* **WHAT YOU WILL DO**: Of all the lines below, return only those starting with the line holding "Where can you see the forest" and going on through the line holding "Where can you see the dark", exactly as written.
------ AVAILABLE RECORDS
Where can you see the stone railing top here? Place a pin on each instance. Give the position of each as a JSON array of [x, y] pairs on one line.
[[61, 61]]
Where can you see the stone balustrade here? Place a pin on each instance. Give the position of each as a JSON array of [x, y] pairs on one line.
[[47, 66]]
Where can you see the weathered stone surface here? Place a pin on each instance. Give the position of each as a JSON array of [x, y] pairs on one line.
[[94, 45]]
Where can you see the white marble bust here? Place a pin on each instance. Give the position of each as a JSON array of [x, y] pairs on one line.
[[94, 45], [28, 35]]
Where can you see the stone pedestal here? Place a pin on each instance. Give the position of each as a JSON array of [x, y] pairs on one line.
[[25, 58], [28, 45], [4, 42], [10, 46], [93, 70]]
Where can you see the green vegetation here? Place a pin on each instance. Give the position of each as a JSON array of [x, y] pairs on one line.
------------
------ AVAILABLE RECORDS
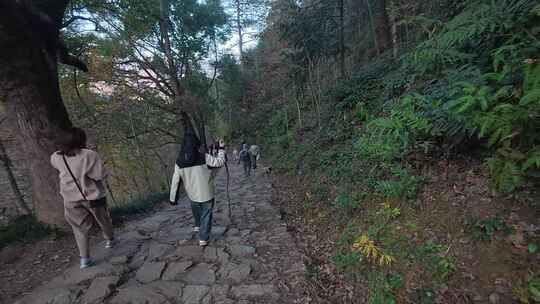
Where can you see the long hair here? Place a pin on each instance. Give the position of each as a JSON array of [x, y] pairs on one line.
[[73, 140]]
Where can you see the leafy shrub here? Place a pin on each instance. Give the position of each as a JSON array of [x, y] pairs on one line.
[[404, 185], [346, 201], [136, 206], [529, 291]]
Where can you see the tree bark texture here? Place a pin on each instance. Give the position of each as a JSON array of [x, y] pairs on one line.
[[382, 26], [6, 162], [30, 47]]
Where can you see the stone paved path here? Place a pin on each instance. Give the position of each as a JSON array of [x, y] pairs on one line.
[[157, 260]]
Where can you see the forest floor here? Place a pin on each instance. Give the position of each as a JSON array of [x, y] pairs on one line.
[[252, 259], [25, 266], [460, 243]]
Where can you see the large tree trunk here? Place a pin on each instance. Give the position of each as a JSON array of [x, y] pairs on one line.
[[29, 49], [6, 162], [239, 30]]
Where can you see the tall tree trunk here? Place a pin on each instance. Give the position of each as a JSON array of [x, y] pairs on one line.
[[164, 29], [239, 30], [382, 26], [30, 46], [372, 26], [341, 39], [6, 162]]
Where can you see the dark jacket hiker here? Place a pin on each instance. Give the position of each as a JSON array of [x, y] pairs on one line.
------------
* **SOLVED EXERCISE**:
Where can you see the forest floor here? Place a pin on each instance. Give the position of each as a JSON array of [x, y] pairs on one line.
[[252, 259], [25, 266], [460, 243]]
Where can you see the large tree trunk here? Place a pin on each instance. Give the position of each as a JSON array of [x, y] pairs on one line.
[[29, 49], [6, 162], [239, 30]]
Where can you see the tall tree trunk here? Place a pin on each instance. Give the position of each as a JSON array of [x, y] pairs on one line.
[[164, 29], [239, 30], [382, 26], [30, 46], [372, 26], [341, 39], [6, 162]]
Where can you see the dark jacket hiker here? Place a pin on each instance. Give the position of each as a JSON array of [x, y] pairs on one line.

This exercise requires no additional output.